Your result should be every line of the records below that contains the word "zipper".

====== MATERIAL SUPPLIED ======

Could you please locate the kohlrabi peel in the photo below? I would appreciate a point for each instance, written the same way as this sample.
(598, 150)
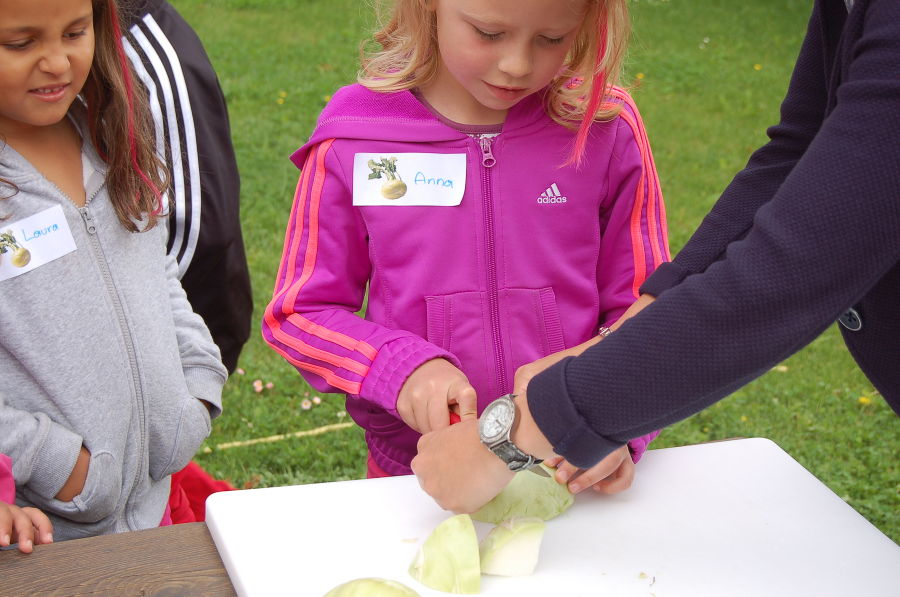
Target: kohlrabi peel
(448, 560)
(372, 587)
(527, 495)
(512, 547)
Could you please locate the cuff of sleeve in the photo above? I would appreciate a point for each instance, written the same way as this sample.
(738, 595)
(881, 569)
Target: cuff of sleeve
(52, 466)
(395, 361)
(638, 445)
(206, 384)
(560, 422)
(666, 276)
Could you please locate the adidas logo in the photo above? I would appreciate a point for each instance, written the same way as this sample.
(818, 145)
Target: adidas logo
(552, 195)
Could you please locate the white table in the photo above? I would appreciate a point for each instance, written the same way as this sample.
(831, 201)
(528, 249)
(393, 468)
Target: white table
(727, 519)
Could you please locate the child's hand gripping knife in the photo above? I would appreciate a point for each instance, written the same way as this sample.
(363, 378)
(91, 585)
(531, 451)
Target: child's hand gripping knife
(430, 391)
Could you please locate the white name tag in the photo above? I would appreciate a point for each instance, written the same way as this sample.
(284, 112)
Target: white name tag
(409, 178)
(34, 241)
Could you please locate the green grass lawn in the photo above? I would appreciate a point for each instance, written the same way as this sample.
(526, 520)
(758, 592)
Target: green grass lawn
(708, 76)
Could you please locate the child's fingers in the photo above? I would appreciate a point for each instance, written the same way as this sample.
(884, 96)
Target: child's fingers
(23, 530)
(466, 400)
(437, 416)
(42, 525)
(618, 481)
(565, 471)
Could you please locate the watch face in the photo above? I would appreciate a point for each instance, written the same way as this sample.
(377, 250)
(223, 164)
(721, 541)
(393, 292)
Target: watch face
(497, 419)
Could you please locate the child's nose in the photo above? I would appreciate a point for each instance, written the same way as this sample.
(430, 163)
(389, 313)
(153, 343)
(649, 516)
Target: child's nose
(55, 61)
(517, 62)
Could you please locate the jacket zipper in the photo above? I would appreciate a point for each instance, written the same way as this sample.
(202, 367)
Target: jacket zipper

======

* [RESPONSE AREA]
Could you please locate the jacket zipper in the photo above? I would appreciate a point for each instance, written the same way as this sample.
Target: jacket zipper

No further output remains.